* [Text segment]:
+ + + + +

OFFICIAL BLOG ARTICLE 3: SYSTEM DESIGN
Hello all, we are done with the requirements analysis (If this is new to you, then have a look at our previous article about the Requirements of our activity tracking app.). Now we are ready to move on to the next milestone: the system design. So, what is this blog about? It will be about Interaction Diagrams, Class Diagrams, Design Pattern and our Development Strategy to specify the Logic and Workflow of our software-application. Thus, let us start with the first interaction diagram belonging to the pre-defined user stories.
Interaction Diagrams
Acoording to Wikipedia, Interaction Diagrams are models that describe how a group of objects collaborate in some behaviour-typically single use case. We made three interaction sequence Diagrams as shown below.
Use Case: Login Activity
Our tracking app will only show up with a login-screen, if the user enabled the PIN-Security, previously. After entering the PIN the application will automatically check the validity of the number-input with an basic database system. Only if the entered PIN is correct, the app-process will be continued, otherwise the user receive an error message.
Use Case: Create New Activity
After the user successfully completed the PIN-Security-Check, as described earlier, the user can add a new activity, characterized with the follwing attributes: category, sub-category, description, start-time and the end-time.
Sequence Diagram
The sequence diagram represents the complete system design of our application, for example the PIN-Process, the Create-Activity-Process and the Storing-Process, as shown in the picture above.
Class Diagram
Essentially, the overall class diagram for our time tracking application is quiet elementary. Hence, we only need five additional classes for the implementation in Android Studio, which are the Activity, Category, Overview, LocalStorage and the Settings class. To amplify this further: When the user adds a new activty a new Activity object is created, which provides the following properties: a timespan (start and end time), a belonging category and additionally a sub-catergory and a short description. In order to deal with this optional properties we provide several constructor functions. Furthermore, we added for every adaptable variable a getter and a setter method to verify particular constraints for each variable. Moreover, the Category class is characterized by its name, color (for the visualization) and the activity stack, which holds all assigned activities, as well as a similar stack for the sub-categories (category objects), thereby it is theoretically possible to draw up a infinty long linked list (what we should limit for sure). Additional filter methods are for the overview and visualization purpose to filter particular activities or sub-categories out of the total stack. The Overview class provides methods to visualize the specific activities in a textual list, table or pie chart shape. In general, the LocalStorage class represents the database class and is associated with the three classes, described previously. It provides two main storage options: The first one is the standard way of storing data in an txt-file without decoding, whereas the other option stores the handed data by decode it at first. Therewith, we can store all user settings, activities and the optional PIN in an appropriate way. Moreover, the Settings class provides all user settings and is associated, as well as the LocalStorage class with the first three classes. The settings are the color for the categories, as mentioned before, the user PIN and finally the history or log timespan for the amount of data, which will be stored on the device.
Design Pattern
Design Patterns gives the solution to the recurring problems. We intend on using Singleton and the MVC design patterns.
The Singleton Pattern ensures a class has only one instance, and provides a global point of access to it.

+ + + + +

* [Exercise A]:
Translate this sentence from the system design article into Spanish: "The Singleton Pattern ensures a class has only one instance, and provides a global point of access to it."
The system design article and the listing after it are separate, unrelated material.

+ + + + +

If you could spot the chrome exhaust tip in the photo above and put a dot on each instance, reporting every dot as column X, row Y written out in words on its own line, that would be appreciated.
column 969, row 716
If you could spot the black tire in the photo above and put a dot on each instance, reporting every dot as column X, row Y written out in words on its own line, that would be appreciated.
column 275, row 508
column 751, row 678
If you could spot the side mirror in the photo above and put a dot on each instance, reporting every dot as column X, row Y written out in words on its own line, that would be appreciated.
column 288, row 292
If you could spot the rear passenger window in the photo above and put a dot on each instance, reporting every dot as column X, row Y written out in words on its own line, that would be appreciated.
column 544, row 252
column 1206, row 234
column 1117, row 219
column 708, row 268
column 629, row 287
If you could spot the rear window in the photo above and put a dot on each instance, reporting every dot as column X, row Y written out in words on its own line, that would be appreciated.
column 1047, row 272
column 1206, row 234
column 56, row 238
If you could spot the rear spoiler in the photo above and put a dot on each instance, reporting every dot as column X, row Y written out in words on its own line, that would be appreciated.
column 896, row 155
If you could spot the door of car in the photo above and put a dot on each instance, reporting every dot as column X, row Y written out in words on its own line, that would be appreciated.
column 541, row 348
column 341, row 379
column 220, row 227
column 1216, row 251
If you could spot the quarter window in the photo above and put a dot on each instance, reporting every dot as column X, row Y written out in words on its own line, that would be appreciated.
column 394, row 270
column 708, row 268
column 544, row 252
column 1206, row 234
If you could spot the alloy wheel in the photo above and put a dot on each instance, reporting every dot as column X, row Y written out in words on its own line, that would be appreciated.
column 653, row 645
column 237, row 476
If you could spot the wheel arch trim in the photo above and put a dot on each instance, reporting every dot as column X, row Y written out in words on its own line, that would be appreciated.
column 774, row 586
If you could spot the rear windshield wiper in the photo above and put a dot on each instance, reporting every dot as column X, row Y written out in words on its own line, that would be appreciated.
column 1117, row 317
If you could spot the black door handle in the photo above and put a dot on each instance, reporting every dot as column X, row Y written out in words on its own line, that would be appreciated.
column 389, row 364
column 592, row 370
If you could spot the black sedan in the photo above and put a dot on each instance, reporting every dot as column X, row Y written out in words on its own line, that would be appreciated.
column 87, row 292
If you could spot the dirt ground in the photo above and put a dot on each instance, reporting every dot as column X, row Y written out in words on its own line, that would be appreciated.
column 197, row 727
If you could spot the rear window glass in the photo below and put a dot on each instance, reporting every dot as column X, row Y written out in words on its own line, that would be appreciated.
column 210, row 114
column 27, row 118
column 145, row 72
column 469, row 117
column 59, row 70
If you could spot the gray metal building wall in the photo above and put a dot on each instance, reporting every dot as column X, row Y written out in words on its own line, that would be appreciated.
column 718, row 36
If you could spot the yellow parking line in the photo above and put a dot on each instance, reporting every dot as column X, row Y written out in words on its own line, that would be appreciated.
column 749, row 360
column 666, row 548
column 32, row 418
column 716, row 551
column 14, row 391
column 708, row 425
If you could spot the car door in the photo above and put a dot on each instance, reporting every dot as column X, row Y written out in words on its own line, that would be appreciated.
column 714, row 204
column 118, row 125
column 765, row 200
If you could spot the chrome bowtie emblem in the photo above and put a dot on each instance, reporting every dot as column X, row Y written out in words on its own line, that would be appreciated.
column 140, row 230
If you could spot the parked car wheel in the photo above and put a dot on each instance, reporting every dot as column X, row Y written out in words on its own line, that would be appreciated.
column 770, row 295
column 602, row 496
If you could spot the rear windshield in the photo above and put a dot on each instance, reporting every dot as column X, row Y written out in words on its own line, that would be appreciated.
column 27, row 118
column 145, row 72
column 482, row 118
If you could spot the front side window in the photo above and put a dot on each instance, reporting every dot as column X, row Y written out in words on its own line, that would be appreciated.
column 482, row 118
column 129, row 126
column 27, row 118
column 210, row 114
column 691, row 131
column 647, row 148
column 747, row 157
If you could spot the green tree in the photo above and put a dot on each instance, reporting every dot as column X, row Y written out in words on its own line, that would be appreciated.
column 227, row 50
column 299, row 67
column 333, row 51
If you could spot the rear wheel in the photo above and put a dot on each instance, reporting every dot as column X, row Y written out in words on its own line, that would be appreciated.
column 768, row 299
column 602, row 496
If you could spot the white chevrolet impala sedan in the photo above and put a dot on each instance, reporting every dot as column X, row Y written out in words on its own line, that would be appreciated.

+ + + + +

* [Exercise B]:
Please lay out everything in the listing above, from the line that contains "If you could spot the rear window glass" down to the line that contains "column 708, row 425", as a JSON list of strings with one string per line, including both end lines.

* [Full response A]:
El patrón Singleton garantiza que una clase tenga una sola instancia y proporciona un punto de acceso global a ella.

* [Full response B]:
[
  "If you could spot the rear window glass in the photo below and put a dot on each instance, reporting every dot as column X, row Y written out in words on its own line, that would be appreciated.",
  "column 210, row 114",
  "column 27, row 118",
  "column 145, row 72",
  "column 469, row 117",
  "column 59, row 70",
  "If you could spot the gray metal building wall in the photo above and put a dot on each instance, reporting every dot as column X, row Y written out in words on its own line, that would be appreciated.",
  "column 718, row 36",
  "If you could spot the yellow parking line in the photo above and put a dot on each instance, reporting every dot as column X, row Y written out in words on its own line, that would be appreciated.",
  "column 749, row 360",
  "column 666, row 548",
  "column 32, row 418",
  "column 716, row 551",
  "column 14, row 391",
  "column 708, row 425"
]